> _Problem to solve_:
From the line containing "of the iris" to the end of the listing, copy each line exactly and leave out all others.

BEGIN Data provided

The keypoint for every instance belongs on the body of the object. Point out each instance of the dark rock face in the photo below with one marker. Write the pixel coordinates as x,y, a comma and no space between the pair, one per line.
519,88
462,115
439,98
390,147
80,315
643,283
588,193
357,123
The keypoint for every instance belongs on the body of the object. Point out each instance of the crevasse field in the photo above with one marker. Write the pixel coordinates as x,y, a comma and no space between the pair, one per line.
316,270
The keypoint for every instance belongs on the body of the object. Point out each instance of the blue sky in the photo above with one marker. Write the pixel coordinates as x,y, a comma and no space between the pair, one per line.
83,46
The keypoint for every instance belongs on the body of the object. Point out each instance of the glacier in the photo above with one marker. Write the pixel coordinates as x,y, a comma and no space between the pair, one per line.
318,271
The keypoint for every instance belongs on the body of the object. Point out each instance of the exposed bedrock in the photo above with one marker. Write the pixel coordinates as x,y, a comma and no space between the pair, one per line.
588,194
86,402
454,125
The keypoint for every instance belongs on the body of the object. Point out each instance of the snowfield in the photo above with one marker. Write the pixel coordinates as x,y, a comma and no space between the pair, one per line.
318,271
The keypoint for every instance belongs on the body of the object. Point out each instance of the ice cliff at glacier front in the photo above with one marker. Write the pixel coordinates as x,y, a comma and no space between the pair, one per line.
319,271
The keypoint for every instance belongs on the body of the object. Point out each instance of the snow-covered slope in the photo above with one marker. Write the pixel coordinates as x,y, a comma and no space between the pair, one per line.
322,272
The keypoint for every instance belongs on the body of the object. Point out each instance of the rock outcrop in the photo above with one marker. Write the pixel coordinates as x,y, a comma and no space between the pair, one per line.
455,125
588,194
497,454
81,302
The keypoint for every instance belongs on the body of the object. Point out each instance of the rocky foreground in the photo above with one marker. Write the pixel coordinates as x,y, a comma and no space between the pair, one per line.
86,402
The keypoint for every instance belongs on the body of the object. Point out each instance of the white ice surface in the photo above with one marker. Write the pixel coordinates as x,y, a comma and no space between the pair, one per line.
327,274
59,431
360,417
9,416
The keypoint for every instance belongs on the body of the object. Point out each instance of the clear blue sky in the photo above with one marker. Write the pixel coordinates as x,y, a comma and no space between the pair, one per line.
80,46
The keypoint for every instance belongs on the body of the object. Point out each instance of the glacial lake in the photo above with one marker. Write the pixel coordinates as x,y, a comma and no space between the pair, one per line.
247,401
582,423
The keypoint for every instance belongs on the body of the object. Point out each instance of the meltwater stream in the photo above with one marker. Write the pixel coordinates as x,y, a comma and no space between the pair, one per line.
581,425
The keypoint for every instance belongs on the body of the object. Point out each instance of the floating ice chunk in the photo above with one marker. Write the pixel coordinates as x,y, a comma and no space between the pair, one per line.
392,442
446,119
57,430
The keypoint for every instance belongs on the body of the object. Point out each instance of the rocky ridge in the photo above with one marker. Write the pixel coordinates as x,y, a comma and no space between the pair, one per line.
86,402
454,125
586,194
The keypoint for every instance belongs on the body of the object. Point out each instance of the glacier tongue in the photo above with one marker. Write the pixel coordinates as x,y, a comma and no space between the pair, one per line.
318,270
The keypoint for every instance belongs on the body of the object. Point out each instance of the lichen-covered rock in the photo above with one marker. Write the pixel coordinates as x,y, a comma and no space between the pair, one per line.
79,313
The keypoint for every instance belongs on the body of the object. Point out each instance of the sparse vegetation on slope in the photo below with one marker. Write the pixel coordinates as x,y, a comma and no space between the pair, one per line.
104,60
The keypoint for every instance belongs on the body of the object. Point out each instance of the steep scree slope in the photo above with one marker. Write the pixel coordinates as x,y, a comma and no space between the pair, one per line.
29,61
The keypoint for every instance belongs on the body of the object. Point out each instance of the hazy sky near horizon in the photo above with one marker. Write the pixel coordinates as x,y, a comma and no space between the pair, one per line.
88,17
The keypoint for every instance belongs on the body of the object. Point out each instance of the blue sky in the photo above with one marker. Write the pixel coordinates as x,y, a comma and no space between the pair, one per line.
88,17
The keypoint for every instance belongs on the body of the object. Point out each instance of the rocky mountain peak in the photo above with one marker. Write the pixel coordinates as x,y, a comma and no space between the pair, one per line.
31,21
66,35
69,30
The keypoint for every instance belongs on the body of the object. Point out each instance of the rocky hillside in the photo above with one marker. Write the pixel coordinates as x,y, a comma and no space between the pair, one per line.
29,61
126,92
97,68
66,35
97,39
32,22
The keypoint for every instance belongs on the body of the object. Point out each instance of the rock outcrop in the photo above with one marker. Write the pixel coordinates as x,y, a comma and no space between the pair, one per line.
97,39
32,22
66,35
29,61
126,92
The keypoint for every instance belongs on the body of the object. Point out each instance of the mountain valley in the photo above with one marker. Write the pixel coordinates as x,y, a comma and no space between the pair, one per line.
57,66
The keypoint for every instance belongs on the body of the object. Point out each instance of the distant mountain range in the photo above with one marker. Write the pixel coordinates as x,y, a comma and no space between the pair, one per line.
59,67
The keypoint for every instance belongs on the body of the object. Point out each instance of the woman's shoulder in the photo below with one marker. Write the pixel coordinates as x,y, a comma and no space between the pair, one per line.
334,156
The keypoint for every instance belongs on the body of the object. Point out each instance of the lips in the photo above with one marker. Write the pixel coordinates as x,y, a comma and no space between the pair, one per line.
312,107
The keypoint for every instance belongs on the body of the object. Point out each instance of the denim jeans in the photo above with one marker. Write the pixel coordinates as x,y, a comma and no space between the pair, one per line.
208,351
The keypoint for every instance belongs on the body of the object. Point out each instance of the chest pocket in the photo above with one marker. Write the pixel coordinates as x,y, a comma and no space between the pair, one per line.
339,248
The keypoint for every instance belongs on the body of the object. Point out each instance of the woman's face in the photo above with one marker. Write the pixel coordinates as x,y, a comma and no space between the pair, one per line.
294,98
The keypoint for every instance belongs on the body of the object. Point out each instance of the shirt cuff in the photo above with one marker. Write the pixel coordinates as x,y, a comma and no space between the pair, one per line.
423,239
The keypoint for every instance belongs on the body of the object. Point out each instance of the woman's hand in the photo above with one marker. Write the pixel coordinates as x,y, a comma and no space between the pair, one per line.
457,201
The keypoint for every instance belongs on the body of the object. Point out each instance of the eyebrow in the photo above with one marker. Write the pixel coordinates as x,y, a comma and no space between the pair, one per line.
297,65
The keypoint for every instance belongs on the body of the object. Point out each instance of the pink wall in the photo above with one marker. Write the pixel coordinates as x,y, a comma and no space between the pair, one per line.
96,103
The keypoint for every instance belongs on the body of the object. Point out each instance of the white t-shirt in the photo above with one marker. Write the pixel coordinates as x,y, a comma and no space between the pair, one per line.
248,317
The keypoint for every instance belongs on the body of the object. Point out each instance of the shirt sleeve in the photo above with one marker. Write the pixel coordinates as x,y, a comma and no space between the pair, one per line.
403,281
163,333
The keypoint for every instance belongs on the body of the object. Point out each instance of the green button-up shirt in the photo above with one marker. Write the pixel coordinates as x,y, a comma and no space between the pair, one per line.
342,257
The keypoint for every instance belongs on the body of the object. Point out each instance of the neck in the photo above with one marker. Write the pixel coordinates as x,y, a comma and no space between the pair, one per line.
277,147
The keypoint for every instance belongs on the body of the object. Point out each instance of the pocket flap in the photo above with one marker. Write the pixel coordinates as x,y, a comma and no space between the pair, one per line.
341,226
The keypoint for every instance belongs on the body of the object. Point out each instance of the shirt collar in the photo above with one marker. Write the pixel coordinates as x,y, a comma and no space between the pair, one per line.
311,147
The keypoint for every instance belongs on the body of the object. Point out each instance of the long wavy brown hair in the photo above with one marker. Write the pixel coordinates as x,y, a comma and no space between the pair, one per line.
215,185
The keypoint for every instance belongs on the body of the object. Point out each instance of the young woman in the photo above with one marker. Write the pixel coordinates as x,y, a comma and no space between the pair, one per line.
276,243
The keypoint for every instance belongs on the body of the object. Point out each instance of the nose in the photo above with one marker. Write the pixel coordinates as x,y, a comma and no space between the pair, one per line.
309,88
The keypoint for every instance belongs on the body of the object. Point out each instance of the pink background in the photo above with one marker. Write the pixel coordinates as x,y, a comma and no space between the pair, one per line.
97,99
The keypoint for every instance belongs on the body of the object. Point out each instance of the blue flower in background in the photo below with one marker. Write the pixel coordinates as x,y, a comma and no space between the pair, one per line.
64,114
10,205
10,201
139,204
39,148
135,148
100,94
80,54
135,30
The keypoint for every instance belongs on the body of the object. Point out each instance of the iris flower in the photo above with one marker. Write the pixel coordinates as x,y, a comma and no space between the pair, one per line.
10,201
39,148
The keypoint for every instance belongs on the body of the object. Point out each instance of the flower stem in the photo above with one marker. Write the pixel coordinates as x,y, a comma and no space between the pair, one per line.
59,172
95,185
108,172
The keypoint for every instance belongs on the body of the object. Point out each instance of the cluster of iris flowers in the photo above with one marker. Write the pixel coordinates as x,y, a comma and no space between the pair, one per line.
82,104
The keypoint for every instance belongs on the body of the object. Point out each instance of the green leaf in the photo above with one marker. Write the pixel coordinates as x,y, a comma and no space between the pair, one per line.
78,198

END Data provided

> _Written solution_:
The keypoint for every instance belongs on the body of the object. Point out each instance of the iris flower in the photo above with one marker. Write the pixel coordinates as x,y, a comma and no space between the pair, one per line.
10,201
39,148
The keypoint for every instance belongs on the body of the object. Point out each instance of the flower stem in the photo above with one marker. Write the pixel coordinates as x,y, a comma and no space between the pair, one per line.
59,172
95,185
108,172
The keypoint for every instance belongs on the body of the object. Point out each instance of the cluster of iris flowers in the photo above with one marker. Write the pixel coordinates as x,y, a comma and no space between the pair, one per line.
82,104
The keypoint for every instance belongs on the body of the object. Point out each instance of the green leaf in the photo above with one marker. Write the pixel coordinates as x,y, a comma and no space between the pair, one per line.
78,198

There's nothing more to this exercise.